_Directions_
Pull out each line of the records holding the string "building".
========================================================================
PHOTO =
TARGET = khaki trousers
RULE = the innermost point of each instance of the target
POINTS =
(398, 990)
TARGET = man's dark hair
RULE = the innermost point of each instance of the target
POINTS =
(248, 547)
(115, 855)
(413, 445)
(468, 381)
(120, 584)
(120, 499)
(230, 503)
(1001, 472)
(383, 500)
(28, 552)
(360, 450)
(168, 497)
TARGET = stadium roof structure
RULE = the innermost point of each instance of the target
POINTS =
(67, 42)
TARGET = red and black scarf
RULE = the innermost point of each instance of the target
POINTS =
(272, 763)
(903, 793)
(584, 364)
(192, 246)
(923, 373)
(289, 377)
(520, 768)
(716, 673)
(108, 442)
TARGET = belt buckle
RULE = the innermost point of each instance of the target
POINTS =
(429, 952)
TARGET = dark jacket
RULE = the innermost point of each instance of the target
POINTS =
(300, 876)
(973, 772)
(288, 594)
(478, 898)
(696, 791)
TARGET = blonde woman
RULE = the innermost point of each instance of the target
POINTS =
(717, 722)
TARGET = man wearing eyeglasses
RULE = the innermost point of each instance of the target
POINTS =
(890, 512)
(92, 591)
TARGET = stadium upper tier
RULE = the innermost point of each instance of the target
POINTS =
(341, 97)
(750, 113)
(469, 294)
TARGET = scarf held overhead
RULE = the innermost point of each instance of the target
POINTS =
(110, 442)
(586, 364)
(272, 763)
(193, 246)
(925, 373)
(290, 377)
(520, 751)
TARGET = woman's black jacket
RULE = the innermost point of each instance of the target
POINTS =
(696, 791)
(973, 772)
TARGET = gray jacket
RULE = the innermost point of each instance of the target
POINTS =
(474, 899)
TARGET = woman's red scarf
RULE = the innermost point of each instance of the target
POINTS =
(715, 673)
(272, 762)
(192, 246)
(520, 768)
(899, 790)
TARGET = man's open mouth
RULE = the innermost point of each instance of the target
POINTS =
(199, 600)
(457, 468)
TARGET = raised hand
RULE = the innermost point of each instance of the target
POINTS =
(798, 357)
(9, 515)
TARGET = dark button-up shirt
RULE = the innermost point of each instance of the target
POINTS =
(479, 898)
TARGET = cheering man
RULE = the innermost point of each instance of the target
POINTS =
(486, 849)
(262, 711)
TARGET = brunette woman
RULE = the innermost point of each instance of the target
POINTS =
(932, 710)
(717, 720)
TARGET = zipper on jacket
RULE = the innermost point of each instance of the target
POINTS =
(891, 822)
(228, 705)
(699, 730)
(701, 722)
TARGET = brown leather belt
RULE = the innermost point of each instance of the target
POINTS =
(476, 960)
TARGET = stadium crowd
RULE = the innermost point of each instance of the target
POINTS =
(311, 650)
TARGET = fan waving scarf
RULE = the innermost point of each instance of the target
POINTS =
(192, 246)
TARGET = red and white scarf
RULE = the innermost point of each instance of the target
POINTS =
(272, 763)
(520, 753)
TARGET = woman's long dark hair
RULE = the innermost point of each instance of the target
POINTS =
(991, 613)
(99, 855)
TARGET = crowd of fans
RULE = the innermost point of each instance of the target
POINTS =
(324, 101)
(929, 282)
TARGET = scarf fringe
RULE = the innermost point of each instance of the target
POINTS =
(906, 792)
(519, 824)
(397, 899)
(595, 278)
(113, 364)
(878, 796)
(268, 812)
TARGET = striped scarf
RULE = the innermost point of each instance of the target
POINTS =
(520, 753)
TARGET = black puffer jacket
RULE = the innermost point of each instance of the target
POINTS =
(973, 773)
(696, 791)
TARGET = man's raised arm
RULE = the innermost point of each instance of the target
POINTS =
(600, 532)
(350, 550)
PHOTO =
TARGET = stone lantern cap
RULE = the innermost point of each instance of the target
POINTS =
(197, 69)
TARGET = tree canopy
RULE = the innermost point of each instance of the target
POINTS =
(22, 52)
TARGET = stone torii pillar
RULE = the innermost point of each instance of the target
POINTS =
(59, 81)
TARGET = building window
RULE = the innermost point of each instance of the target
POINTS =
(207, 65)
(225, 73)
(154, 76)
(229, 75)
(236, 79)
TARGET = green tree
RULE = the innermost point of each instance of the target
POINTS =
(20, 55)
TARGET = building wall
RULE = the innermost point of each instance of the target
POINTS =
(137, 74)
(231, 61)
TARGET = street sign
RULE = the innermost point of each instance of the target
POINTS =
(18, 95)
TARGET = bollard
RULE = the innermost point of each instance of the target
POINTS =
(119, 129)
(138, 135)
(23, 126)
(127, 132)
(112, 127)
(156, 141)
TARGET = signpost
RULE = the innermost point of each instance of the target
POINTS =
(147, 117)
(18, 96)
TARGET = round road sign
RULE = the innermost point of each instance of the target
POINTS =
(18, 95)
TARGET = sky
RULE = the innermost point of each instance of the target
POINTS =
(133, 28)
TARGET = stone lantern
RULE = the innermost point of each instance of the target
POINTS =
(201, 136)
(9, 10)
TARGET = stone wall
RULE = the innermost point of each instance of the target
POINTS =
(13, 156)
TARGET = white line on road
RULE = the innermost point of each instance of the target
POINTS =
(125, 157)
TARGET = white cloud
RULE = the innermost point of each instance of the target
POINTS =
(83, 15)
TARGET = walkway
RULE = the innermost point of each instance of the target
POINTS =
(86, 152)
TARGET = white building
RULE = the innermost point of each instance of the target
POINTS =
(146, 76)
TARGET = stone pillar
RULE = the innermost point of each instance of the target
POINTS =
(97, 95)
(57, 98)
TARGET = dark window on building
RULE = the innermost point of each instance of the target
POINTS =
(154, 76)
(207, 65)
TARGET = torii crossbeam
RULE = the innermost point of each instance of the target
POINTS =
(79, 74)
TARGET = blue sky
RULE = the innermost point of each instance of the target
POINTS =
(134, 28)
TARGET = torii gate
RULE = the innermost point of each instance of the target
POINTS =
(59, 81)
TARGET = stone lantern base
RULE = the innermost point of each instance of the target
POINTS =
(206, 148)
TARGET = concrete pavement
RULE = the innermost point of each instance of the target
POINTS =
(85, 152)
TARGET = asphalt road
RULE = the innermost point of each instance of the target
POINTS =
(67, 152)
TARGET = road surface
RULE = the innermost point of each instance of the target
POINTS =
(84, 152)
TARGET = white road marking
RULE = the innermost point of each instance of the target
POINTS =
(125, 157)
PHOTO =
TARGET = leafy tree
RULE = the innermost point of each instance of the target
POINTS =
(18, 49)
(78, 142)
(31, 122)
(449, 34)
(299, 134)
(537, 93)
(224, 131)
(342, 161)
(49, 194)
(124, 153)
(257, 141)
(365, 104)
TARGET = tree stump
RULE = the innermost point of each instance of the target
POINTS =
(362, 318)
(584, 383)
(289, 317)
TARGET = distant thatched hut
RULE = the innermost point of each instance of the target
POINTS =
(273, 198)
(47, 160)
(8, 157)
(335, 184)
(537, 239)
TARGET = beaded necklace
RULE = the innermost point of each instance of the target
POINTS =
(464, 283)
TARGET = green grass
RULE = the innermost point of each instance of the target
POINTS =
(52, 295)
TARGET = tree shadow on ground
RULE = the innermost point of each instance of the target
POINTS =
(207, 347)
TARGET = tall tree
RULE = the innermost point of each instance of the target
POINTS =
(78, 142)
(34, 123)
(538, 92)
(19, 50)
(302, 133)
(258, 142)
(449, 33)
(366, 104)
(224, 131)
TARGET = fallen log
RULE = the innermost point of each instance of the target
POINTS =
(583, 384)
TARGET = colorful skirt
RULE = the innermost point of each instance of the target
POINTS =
========================================================================
_Answer to this task_
TARGET = building window
TARGET = building wall
TARGET = white building
TARGET = dark window on building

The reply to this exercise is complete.